* **PROBLEMS**
(A) In the condvar patch message, which mailing list is the message archived from?
(B) Continue the condvar patch message from its last line.

=== PROVIDED TEXT ===

This is the mail archive of the
libc-alpha@sourceware.org
mailing list for the glibc project.
Re: [PATCH] New condvar implementation that provides stronger ordering guarantees.
- From: Rich Felker <dalias at libc dot org>
- To: Torvald Riegel <triegel at redhat dot com>
- Cc: GLIBC Devel <libc-alpha at sourceware dot org>, Marcus Shawcroft <marcus dot shawcroft at gmail dot com>, "Joseph S. Myers" <joseph at codesourcery dot com>, Richard Henderson <rth at redhat dot com>, Carlos O'Donell <codonell at redhat dot com>, Mike Frysinger <vapier at gentoo dot org>, David Holsgrove <david dot holsgrove at xilinx dot com>, Chung-Lin Tang <chunglin_tang at mentor dot com>, Adhemerval Zanella <azanella at linux dot vnet dot ibm dot com>, Andreas Krebbel <krebbel at linux dot ibm dot com>, Kaz Kojima <kkojima at rr dot iij4u dot or dot jp>, Chris Metcalf <cmetcalf at tilera dot com>, David Miller <davem at davemloft dot net>, Darren Hart <dvhart at infradead dot org>
- Date: Sun, 22 Feb 2015 17:37:22 -0500
- Subject: Re: [PATCH] New condvar implementation that provides stronger ordering guarantees.
- Authentication-results: sourceware.org; auth=none
- References: <1424456307 dot 20941 dot 122 dot camel at triegel dot csb>
On Fri, Feb 20, 2015 at 07:18:27PM +0100, Torvald Riegel wrote:
> + Limitations:
> + * This condvar isn't designed to allow for more than
> + WSEQ_THRESHOLD * (1 << (sizeof(GENERATION) * 8 - 1)) calls to
> + __pthread_cond_wait. It probably only suffers from potential ABA issues
> + afterwards, but this hasn't been checked nor tested.

=== RECORDED INFORMATION ===

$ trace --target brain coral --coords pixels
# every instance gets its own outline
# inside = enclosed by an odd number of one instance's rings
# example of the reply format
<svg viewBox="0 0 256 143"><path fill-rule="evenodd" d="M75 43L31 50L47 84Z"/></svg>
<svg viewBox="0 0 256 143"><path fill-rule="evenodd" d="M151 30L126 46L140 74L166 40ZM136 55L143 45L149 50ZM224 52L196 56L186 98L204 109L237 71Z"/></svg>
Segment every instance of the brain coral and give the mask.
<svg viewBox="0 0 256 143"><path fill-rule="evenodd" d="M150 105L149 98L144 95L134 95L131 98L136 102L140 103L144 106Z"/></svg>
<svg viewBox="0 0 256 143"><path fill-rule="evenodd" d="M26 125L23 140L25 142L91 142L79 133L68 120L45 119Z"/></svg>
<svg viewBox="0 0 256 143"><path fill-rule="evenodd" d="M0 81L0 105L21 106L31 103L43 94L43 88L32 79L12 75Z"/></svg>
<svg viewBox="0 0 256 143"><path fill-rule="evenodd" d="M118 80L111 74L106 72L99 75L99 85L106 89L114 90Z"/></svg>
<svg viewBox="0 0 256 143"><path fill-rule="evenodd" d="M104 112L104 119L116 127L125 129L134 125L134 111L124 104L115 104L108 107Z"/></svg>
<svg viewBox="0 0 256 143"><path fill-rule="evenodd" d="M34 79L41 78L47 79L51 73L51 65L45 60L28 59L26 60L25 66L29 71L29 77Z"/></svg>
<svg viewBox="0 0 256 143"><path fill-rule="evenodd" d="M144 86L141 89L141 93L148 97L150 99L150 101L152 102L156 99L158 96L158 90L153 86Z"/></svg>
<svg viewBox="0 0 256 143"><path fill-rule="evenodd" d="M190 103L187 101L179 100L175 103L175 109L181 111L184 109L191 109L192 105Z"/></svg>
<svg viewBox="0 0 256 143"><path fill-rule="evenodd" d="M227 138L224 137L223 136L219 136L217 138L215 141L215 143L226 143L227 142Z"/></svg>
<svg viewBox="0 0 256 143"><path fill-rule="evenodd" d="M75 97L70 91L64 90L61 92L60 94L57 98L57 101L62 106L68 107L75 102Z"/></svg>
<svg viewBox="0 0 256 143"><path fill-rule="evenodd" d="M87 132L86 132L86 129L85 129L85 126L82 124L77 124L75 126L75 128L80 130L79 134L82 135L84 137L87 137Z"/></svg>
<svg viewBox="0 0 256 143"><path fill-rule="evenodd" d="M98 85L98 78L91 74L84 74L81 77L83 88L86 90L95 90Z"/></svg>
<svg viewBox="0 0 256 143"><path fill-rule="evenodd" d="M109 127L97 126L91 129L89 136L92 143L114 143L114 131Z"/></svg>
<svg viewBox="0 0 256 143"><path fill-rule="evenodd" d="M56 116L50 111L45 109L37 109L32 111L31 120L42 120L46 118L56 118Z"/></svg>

===

* **ANSWERS TO THE EXERCISES**
(A) The libc-alpha@sourceware.org mailing list for the glibc project.

(B)
> + * More than (1 << (sizeof(QUIESCENCE_WAITERS) * 8) -1 concurrent waiters
> + are not supported.
> + * Beyond what is allowed as errors by POSIX or documented, we can also
> + return the following errors:
> + * EPERM if MUTEX is a recursive mutex and the caller doesn't own it.
This is not beyond POSIX; it's explicitly specified as a "shall fail".
> + * EOWNERDEAD or ENOTRECOVERABLE when using robust mutexes. Unlike
> + for other errors, this can happen when we re-acquire the mutex; this
> + isn't allowed by POSIX (which requires all errors to virtually happen
> + before we release the mutex or change the condvar state), but there's
> + nothing we can do really.
Likewise these are "shall fail" errors specified by POSIX, and while
it's not clearly written in the specification, it's clear that they
only happen on re-locking.
One ugly case I don't think you're prepared to handle is when
EOWNERDEAD happens in the cancellation cleanup path. There's no way
for the caller to know this error happened and thereby no way for it
to recover the state and make it consistent before unlocking the
mutex.
The new cancellation state I'm proposing (PTHREAD_CANCEL_MASKED; see
http://www.openwall.com/lists/musl/2015/02/22/1 for details) makes it
possible to solve this problem by refusing to act on cancellation
(leaving it pending), and instead returning as if by a spurious wake
occurring just before cancellation, so that the error can be reported.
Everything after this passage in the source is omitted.